[START OF Document text]

Package Exports

@dotdo/iceberg
@dotdo/iceberg/catalog
@dotdo/iceberg/wal

Readme

@dotdo/iceberg

Apache Iceberg table format for Cloudflare Workers.

TypeScript implementation of the Apache Iceberg specification for building data lakehouses on Cloudflare R2.

import { MetadataBuilder, SchemaBuilder } from '@dotdo/iceberg'

// Define schema
const schema = new SchemaBuilder()
  .addField({ name: 'id', type: 'long', required: true })
  .addField({ name: 'name', type: 'string' })
  .addField({ name: 'created_at', type: 'timestamptz' })
  .build()

// Create table metadata
const metadata = new MetadataBuilder({ location: 's3://bucket/table' })
  .setSchema(schema)
  .setPartitionSpec([{ sourceId: 3, transform: 'day', fieldId: 1000 }])
  .build()

Why Iceberg?

You have data that grows. Users need to query it efficiently. You want time-travel.

Traditional approaches:

Raw JSON files - No schema evolution. No efficient queries. No time-travel.
SQLite/PGLite - Single-file limits. No column pruning. Backups are snapshots.
External data warehouses - Latency. Cost. Vendor lock-in.

Iceberg gives you:

Schema evolution - Add columns, rename fields, widen types
Time-travel queries - Query any historical snapshot
Partition pruning - Skip irrelevant data files
Column pruning - Read only the columns you need
ACID transactions - Concurrent writes without corruption

What This Package Provides

This is the type system and builder layer for Iceberg tables. It provides:

Module	Purpose
Types	Complete TypeScript types for Iceberg spec v2
Schema	Schema builder with evolution and validation
Metadata	Table metadata builder with snapshot management
Manifest	Manifest and manifest list builders
Catalog	Catalog interface for table discovery
WAL	WAL-to-Iceberg transformation utilities

This package does NOT include:

Parquet file reading/writing (use @dotdo/parquet)

[END OF Document text]
[START OF Data lines]

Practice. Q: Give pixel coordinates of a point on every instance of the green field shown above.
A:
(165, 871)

[END OF Data lines]

• **Exercise details**:
Return, word for word, the stretch of the Iceberg package readme from "Why Iceberg?" through "Cost. Vendor lock-in.".

• **Answer to the task**:
Why Iceberg?

You have data that grows. Users need to query it efficiently. You want time-travel.

Traditional approaches:

Raw JSON files - No schema evolution. No efficient queries. No time-travel.
SQLite/PGLite - Single-file limits. No column pruning. Backups are snapshots.
External data warehouses - Latency. Cost. Vendor lock-in.